Data pulled from a collection
+++

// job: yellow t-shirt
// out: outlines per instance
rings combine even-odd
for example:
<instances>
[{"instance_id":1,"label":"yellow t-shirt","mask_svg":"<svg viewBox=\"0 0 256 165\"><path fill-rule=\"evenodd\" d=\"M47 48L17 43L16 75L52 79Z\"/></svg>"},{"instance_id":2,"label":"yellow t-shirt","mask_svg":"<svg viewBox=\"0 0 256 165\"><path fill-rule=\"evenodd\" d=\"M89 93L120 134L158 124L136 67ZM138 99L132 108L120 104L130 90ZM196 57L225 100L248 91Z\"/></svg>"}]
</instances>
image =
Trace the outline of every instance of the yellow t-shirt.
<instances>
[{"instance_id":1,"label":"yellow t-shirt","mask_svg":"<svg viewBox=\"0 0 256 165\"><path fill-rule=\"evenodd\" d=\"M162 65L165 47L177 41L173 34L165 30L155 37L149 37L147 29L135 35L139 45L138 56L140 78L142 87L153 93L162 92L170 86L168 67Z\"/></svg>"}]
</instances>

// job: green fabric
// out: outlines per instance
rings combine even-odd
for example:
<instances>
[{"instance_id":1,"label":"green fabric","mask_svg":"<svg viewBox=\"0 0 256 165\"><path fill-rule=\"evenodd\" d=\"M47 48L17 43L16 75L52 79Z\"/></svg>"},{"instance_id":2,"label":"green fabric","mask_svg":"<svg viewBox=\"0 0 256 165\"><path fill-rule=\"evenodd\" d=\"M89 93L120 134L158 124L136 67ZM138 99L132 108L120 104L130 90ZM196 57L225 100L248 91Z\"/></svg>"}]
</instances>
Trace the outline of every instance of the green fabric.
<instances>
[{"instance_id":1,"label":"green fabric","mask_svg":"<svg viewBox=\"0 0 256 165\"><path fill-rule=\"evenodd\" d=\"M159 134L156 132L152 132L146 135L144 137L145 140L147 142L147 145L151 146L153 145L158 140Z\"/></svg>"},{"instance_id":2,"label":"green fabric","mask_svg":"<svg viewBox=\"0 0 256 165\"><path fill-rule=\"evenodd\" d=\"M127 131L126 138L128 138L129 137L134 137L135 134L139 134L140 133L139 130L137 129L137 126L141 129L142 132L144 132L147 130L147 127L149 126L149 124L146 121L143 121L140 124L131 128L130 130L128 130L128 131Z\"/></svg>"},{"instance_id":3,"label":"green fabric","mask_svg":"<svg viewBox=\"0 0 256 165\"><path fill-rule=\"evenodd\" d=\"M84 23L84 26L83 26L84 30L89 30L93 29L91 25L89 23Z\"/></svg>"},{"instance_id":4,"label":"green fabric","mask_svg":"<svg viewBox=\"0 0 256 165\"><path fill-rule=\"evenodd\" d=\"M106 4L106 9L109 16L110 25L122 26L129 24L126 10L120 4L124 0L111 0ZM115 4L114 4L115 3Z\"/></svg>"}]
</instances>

+++

TASK GOAL:
Please rewrite all of the data above, substituting "task" for every occurrence of "job" and keeping everything else the same.

FINISHED TASK:
// task: yellow t-shirt
// out: outlines per instance
rings combine even-odd
for example:
<instances>
[{"instance_id":1,"label":"yellow t-shirt","mask_svg":"<svg viewBox=\"0 0 256 165\"><path fill-rule=\"evenodd\" d=\"M47 48L17 43L16 75L52 79Z\"/></svg>"},{"instance_id":2,"label":"yellow t-shirt","mask_svg":"<svg viewBox=\"0 0 256 165\"><path fill-rule=\"evenodd\" d=\"M89 93L120 134L158 124L136 67ZM138 99L132 108L120 104L130 90ZM196 57L225 100L248 91Z\"/></svg>"}]
</instances>
image =
Trace the outline of every instance of the yellow t-shirt.
<instances>
[{"instance_id":1,"label":"yellow t-shirt","mask_svg":"<svg viewBox=\"0 0 256 165\"><path fill-rule=\"evenodd\" d=\"M162 65L165 47L177 41L173 34L165 30L155 37L149 37L147 29L135 35L139 45L138 56L140 78L142 87L153 93L162 92L170 86L168 67Z\"/></svg>"}]
</instances>

// task: green fabric
// out: outlines per instance
rings combine even-odd
for example:
<instances>
[{"instance_id":1,"label":"green fabric","mask_svg":"<svg viewBox=\"0 0 256 165\"><path fill-rule=\"evenodd\" d=\"M47 48L17 43L16 75L52 79Z\"/></svg>"},{"instance_id":2,"label":"green fabric","mask_svg":"<svg viewBox=\"0 0 256 165\"><path fill-rule=\"evenodd\" d=\"M89 93L120 134L158 124L136 67ZM138 99L132 108L120 104L130 90ZM196 57L225 100L248 91Z\"/></svg>"}]
</instances>
Trace the outline of every instance of the green fabric.
<instances>
[{"instance_id":1,"label":"green fabric","mask_svg":"<svg viewBox=\"0 0 256 165\"><path fill-rule=\"evenodd\" d=\"M159 134L156 132L152 132L146 135L144 137L145 140L147 142L147 145L151 146L153 145L158 140Z\"/></svg>"},{"instance_id":2,"label":"green fabric","mask_svg":"<svg viewBox=\"0 0 256 165\"><path fill-rule=\"evenodd\" d=\"M127 131L126 138L128 138L129 137L134 137L135 134L139 134L140 133L139 130L137 129L137 126L141 129L142 132L144 132L147 130L147 127L149 126L149 124L146 121L143 121L140 124L131 128L130 130L128 130L128 131Z\"/></svg>"},{"instance_id":3,"label":"green fabric","mask_svg":"<svg viewBox=\"0 0 256 165\"><path fill-rule=\"evenodd\" d=\"M84 23L84 26L83 26L84 30L89 30L93 29L91 25L89 23Z\"/></svg>"},{"instance_id":4,"label":"green fabric","mask_svg":"<svg viewBox=\"0 0 256 165\"><path fill-rule=\"evenodd\" d=\"M106 4L106 9L109 16L110 25L122 26L129 24L126 10L120 4L124 0L111 0ZM115 4L114 4L115 3Z\"/></svg>"}]
</instances>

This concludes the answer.